**Given exercise**
Please identify every line in the listing below that contains the word "newlines" and copy each of those lines in full.

Data extracted from a collection
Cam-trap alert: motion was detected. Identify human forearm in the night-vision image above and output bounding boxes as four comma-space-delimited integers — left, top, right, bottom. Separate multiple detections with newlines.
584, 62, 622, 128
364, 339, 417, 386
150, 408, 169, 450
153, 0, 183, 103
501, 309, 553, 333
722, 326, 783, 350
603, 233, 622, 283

**The response**
Cam-trap alert: motion was detected. Identify human forearm in the night-vision image above and output bounding boxes as four comma-space-delimited integers — left, top, right, bottom. Separate multiple detections with newlines.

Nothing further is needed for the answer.